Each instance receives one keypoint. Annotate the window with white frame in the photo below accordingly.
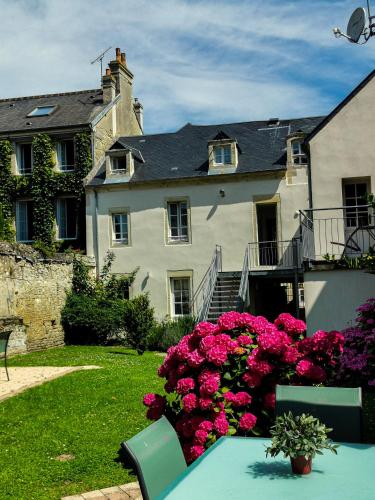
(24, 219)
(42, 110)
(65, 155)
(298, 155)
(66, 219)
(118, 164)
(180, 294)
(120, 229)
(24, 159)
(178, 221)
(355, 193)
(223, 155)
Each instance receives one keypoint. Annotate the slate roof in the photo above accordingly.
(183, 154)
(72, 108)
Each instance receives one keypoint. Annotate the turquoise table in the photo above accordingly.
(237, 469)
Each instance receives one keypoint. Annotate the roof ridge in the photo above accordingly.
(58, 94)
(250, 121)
---
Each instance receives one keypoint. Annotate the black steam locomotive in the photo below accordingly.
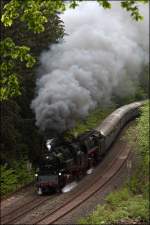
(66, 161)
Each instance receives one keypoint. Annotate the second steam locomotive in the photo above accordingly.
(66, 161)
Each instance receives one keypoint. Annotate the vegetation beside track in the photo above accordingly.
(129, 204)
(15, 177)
==
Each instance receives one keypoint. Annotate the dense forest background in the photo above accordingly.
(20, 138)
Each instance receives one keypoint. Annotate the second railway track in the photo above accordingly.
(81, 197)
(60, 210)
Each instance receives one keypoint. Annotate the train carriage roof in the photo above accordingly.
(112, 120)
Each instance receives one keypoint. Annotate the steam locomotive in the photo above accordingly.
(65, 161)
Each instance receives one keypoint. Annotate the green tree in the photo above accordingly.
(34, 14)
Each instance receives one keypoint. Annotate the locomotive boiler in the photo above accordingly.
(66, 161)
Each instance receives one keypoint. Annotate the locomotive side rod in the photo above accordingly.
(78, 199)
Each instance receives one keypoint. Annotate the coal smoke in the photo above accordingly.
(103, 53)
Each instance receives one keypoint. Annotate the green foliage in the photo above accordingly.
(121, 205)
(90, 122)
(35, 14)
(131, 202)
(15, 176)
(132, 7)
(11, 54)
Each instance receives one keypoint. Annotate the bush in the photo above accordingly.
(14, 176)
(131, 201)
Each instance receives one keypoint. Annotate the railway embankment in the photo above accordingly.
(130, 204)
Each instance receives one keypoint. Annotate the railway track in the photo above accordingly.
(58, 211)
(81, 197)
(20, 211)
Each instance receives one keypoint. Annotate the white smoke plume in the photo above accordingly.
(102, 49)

| Exercise |
Find each line in the rows above that contains the word "roof", and copy those lines out in full.

| Correct output |
Each instance receives one keypoint. Annotate the slate roof in the photo above accordingly.
Each instance receives one keypoint. Annotate the roof ridge in the photo above accordingly.
Each instance receives one keypoint. Annotate the train carriage roof in the photo above accordingly.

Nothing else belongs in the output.